Prolongez le texte ci-dessous consacré à Clément Beaune en reprenant juste après sa dernière phrase.

** Texte présenté **
=====

Clément Beaune : ministre, gay, expérience européenne
Vous avez dû l'apercevoir si vous regardiez la soirée électorale du 24 avril à la télévision : Clément Beaune, 40 ans, était sur le Champ-de-Mars au milieu des artisans de la réélection d'Emmanuel Macron, aux côtés notamment de Richard Ferrand, président de l'Assemblée nationale, et d'Éric Dupond-Moretti, ministre de la Justice. Avantage certain pour le poste d'ambassadeur : l'actuel secrétaire d'État de Jean Castex aux Affaires européennes (depuis juillet 2020) connaît déjà le Quai d'Orsay puisqu'il y travaille sous la direction de Jean-Yves Le Drian. Pour la prochaine législature, il a fait savoir son ambition de devenir député mais son élection n'est pas acquise : si le Parisien de naissance est candidat comme supputé dans la 7e circonscription de Paris, il devra faire face à l'avocate lesbienne Caroline Mecary pour la France Insoumise, dans une circonscription où Jean-Luc Mélenchon est arrivé en tête du premier tour de la présidentielle. Le combat de cet énarque venu du PS, ouvertement gay, pour protéger les personnes LGBTQI+ – notamment en Europe dans les zones "sans LGBT" polonaises ou face à l'homophobie d'État portée en Hongrie par Viktor Orbán – ne peut pas être résumé à son orientation amoureuse mais il reconnaissait auprès de têtu· une "responsabilité supplémentaire".

=====

[Enregistrements du jeu de données]
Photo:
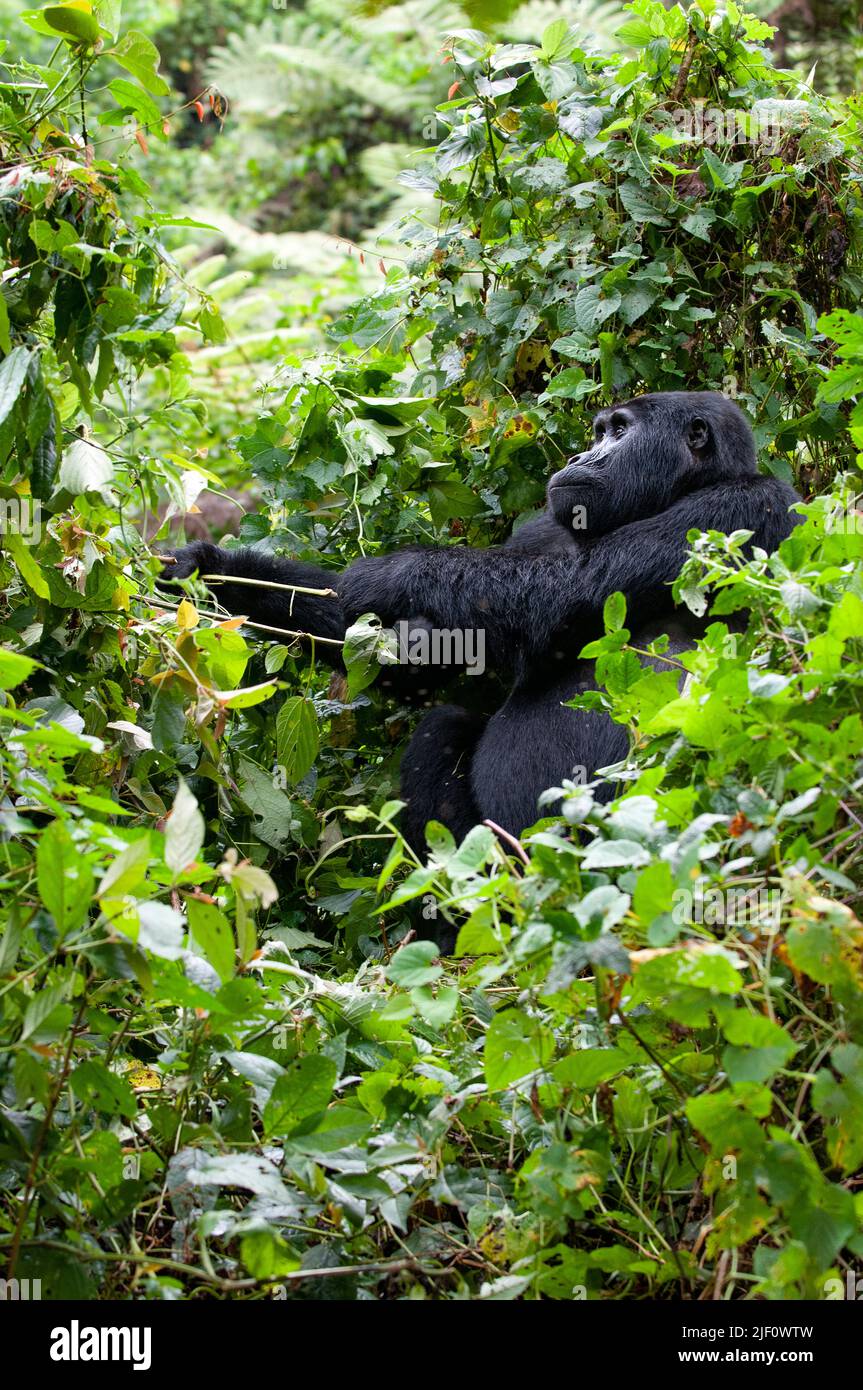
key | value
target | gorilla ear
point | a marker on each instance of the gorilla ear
(698, 435)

=====

** En réponse **
Pierre Karleskind : eurodéputé, gay, expérience du Brexit
Autre figure européenne de la macronie, le parlementaire Pierre Karleskind, 42 ans, connaît parfaitement les sujets LGBTQI+ qu'il a portés dans l'élaboration du programme d'Emmanuel Macron. Élu eurodéputé en 2019, ce Breton né en Seine-et-Marne, ouvertement gay, a fait adopter l'an dernier une résolution faisant du Parlement européen une zone de liberté pour les personnes LGBTQI+. Devenu vice-président de l'intergroupe LGBTI dans cette assemblée, il a déjà représenté son hémicycle en Argentine pour défendre les droits LGBTQI+. Président de la commission dédiée à la pêche, cet océanographe formé à l'École polytechnique a dû négocier les licences de pêche européennes après le Brexit, chapitre parmi les plus minés du dossier. La quasi-totalité des licences demandées par la France pour accéder aux eaux britanniques ayant été obtenues, l'ancien conseiller régional de Bretagne (PS, de 2010 à 2021) peut désormais faire valoir son expérience diplomatique.
Stéphane Séjourné : eurodéputé, gay, proche de Macron
Stéphane Séjourné connaît également de l'intérieur l'appareil diplomatique. Il est aujourd'hui à la tête, au Parlement européen où il a été élu en 2019, du groupe Renew, troisième force politique de l'hémicycle – dont font partie les 100 élus LREM de Renaissance. Une place qui lui vaut une position d'arbitre au sein du Parlement, mais également de s'entretenir avec des chefs d'État et de gouvernement. Auparavant, le Versaillais âgé de 37 ans, venu du PS (tendance Strauss-Kahn), était conseiller politique à l'Élysée d'Emmanuel Macron, qu'il avait déjà conseillé au ministère de l'Économie. Gay, pacsé avec Gabriel Attal, Stéphane Séjourné a fait en novembre dernier pression sur la Commission européenne pour qu'elle active le mécanisme de conditionnalité à l'État de droit contre la Hongrie et la Pologne, deux pays membres de l'UE qui s'en prennent aux droits des personnes LGBTQI+. La Commission l'a enfin fait contre la Hongrie, au lendemain des élections législatives et du référendum convoqué par Viktor Orbán.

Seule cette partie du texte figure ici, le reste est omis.